Drafters of the 1975 Voting Rights Act Extension were aware of the possibility “that there may be areas covered by this title where there has been no voting discrimination.” H. R. Doc. No. 94-196, 94th Cong., 1st Sess. 27 (1975), Voting Rights Act Extension (Comm. on the Judiciary, May 8, 1975). Therefore, the bill included provisions allowing jurisdictions to “ball out” from coverage if certain criteria were met. The “bail out” provisions were intended to provide a constitutional safety valve, narrowing coverage so that the statute would not be unconstitutionally overbroad. South Carolina v. Katzenbach, 383 U.S. 30, 331 (1966).
A “bail out” suit is “the only procedure available . . . to seek termination of Voting Rights Act coverage.” Briscoe v. Bell, 45 U.S.L.W. 4765 (June 20, 1977).
A jurisdiction can bail out from Title II coverage if it can prove, in a declaratory judgment action before the Federal District Court for the District of Columbia, that English-only elections and registration procedures or any other “tests or devices” were not used for the purpose or with the effect of denying the right to vote on account of race or color or in contravention of the guarantees of § 4(f)(2) of the Voting Rights Act, during the ten years preceding the filing of the bail out action. 41 Fed. Reg. 29998, 29999 (July 20, 1976).
South Dakota is preparing to file a “bail out” suit in an attempt to exempt Shannon County and Todd County from Title II coverage. If successful, those counties will be relieved of the preclearance requirements, but Shannon County would still be required to hold bilingual elections under the requirements of Title III. 41 Fed. Reg. 29998, 29999 (July 20, 1976).
A jurisdiction can bail out from Title III coverage only by proving to a local federal district court that the illiteracy rate of the “language minority group” no longer exceeds the national average illiteracy rate. 41 Fed. Reg. 29998, 29999 (July 20, 1976). This proof requirement makes it virtually impossible for a jurisdiction to “bail out” from Title III coverage.
F. Compliance.

-----

Prompt A
According to the Voting Rights Act text, which court hears the declaratory judgment action a jurisdiction must bring to bail out from Title II coverage?
Prompt B
Reproduce the Voting Rights Act text from "A jurisdiction can bail out from Title III" to "Title III coverage.".

Supplied information

-----

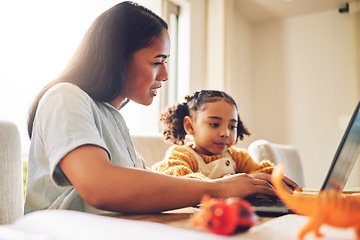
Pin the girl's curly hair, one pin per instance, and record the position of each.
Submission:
(173, 118)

-----

Exercise response A
The Federal District Court for the District of Columbia.

Exercise response B
A jurisdiction can bail out from Title III coverage only by proving to a local federal district court that the illiteracy rate of the “language minority group” no longer exceeds the national average illiteracy rate. 41 Fed. Reg. 29998, 29999 (July 20, 1976). This proof requirement makes it virtually impossible for a jurisdiction to “bail out” from Title III coverage.